* _Extrait du document_
☆ ☆ ☆ ☆ ☆

Ce que Steven Horwitz a apporté à l’économie

 Ce dimanche 27 juin 2021, l’économiste Steven Horwitz nous a quittés à l’âge de 57 ans. Retour sur le rôle important qu’il a joué dans l’économie.

Je ne le connaissais que par ses régulières interventions sur les réseaux sociaux, et il nous a cependant toujours habitués à des remarques pertinentes, dans la continuité de la pensée de Friedrich Hayek.

Ce faisant, il me semble plus adéquat de rendre hommage à cet homme en parlant d’un des livres les plus influents de l’École autrichienne sur ces trente dernières années : Macroeconomics and Microfoundations, An Austrian Perspective.

Le livre de Steven Horwitz traite de la micro-économie de l’économie autrichienne : le rôle informationnel des prix, la coordination des plans des agents, le subjectivisme des moyens et des fins, le calcul économique monétaire. Grâce à la théorie du capital de Eugen von Bohm-Bawerk, revisitée par les idées de Israel Kirzner dans Essays on Capital, celle-ci est reliée au point de vue macro-économique : la théorie du capital est ce qui manque précisément à l’économie keynésienne pour faire la jonction entre la micro-économie et la macro-économie.

☆ ☆ ☆ ☆ ☆

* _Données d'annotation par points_

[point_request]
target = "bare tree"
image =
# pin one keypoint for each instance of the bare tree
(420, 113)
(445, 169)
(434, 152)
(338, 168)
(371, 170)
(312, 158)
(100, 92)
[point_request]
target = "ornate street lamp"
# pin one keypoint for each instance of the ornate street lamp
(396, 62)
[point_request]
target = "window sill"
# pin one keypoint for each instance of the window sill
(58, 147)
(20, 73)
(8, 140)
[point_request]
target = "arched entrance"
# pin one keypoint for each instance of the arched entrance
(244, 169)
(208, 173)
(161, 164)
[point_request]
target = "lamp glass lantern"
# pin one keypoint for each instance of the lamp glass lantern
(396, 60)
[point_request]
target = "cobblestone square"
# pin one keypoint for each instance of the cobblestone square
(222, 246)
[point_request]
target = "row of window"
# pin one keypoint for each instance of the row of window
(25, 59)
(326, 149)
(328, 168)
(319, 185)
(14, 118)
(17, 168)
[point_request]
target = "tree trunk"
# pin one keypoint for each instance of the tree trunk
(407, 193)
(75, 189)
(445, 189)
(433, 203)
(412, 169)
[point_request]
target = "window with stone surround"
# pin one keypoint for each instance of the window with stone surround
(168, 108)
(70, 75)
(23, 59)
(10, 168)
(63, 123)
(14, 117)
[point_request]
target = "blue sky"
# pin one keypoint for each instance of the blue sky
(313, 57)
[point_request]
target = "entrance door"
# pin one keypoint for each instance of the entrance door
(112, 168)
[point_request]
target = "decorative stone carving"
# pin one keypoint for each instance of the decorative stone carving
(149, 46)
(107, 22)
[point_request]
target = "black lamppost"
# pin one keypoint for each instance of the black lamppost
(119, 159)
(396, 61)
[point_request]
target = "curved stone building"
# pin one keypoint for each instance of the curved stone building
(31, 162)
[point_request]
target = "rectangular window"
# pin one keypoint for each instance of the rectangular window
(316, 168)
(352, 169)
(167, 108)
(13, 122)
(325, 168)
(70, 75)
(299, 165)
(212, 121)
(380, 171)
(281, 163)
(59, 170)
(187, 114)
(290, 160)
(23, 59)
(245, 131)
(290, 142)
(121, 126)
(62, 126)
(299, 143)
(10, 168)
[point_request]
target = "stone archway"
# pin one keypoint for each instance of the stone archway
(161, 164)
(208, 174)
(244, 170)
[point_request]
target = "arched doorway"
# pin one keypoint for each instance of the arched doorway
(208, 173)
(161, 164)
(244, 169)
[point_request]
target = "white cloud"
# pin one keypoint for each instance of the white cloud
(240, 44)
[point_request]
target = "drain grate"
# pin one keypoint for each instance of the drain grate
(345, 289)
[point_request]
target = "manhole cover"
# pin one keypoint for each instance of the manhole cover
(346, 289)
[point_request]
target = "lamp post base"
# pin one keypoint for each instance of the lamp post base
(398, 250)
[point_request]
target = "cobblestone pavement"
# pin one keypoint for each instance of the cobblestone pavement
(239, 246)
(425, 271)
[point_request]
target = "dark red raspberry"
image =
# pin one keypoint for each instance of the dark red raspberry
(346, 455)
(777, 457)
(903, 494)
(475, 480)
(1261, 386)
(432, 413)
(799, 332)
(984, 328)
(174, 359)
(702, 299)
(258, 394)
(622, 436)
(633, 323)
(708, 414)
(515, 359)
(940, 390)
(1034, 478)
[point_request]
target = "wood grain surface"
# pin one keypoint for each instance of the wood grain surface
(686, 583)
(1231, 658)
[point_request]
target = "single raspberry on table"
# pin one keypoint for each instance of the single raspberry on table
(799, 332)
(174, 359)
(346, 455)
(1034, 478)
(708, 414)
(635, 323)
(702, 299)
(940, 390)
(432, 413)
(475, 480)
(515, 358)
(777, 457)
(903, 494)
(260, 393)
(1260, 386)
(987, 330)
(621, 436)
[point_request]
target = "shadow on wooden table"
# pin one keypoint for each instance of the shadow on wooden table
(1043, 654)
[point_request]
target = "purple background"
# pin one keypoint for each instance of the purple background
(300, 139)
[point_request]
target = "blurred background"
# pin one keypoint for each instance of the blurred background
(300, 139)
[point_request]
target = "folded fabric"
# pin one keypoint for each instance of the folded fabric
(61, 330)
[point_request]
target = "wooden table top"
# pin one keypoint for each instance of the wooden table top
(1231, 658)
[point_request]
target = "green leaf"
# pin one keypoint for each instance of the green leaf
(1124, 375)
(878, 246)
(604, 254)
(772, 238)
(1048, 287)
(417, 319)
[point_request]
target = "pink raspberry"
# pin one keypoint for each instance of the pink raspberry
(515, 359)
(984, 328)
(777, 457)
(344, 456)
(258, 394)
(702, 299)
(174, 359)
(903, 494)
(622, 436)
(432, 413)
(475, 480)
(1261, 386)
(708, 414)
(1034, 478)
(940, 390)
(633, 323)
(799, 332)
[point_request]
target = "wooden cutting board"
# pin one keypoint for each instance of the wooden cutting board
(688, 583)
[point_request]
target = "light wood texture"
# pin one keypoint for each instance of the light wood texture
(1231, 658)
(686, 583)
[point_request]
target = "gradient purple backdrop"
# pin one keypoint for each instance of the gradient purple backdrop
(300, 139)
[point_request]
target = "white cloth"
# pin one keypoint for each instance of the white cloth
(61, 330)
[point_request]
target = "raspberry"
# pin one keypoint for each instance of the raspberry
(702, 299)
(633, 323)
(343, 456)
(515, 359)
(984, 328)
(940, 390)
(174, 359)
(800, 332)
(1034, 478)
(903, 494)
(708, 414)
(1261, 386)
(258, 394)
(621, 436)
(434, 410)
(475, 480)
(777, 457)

☆ ☆ ☆ ☆ ☆

* _Consigne 1_
Comptez les lignes de la liste qui contiennent la chaîne "drain". Donnez seulement ce nombre.
* _Consigne 2_
Poursuivez l'extrait sur l'apport de Steven Horwitz à l'économie à partir de sa dernière phrase.

* _Réponse 1_
2

* _Réponse 2_
Le capital est considéré dans la continuité de l’économie subjectiviste, comme des plans non finis, et trouve sa valeur dans sa capacité à produire des biens recherchés par les consommateurs.

LE DÉSÉQUILIBRE MONÉTAIRE

En décrivant le caractère déséquilibré de notre monde, Steven Horwitz étend le problème du calcul économique à la monnaie même.

Nous sommes dans un monde caractérisé par le déséquilibre monétaire. Toute personne ayant suivi des cours d’équilibre général aura remarqué qu’il n’y a pas de monnaie à l’équilibre, mais seulement un numéraire. La monnaie est essentiellement un élément d’un monde d’incertitude et de déséquilibre. Plus il y aura de perturbations liées à un déséquilibre monétaire, et moins l’alerte des entrepreneurs sera à même d’opérer dans le processus de marché.

Ce déséquilibre s’illustre dans le cadre de la fixation des taux d’intérêts naturelle et monétaire chez Knut Wicksell. Le problème de la monnaie réside dans le fait qu’elle est commune à tous les marchés et n’a pas le sien propre, et donc pas de prix propre. Si nous avons relié ces deux éléments, c’est car c’est le système bancaire qui est responsable de l’offre de monnaie, et qui donc permet ou empêche l’atteinte d’un équilibre monétaire, et plus particulièrement l’équilibre sur le marché des fonds prêtables. Si les institutions monétaires sont incapables de maintenir l’équilibre monétaire, cela créera une perturbation sur le marché des fonds prêtables.

À l’inverse, si il est maintenu, il sera d’autant plus facile au marché des fonds prêtables de traduire les préférences temporelles en échanges intertemporels.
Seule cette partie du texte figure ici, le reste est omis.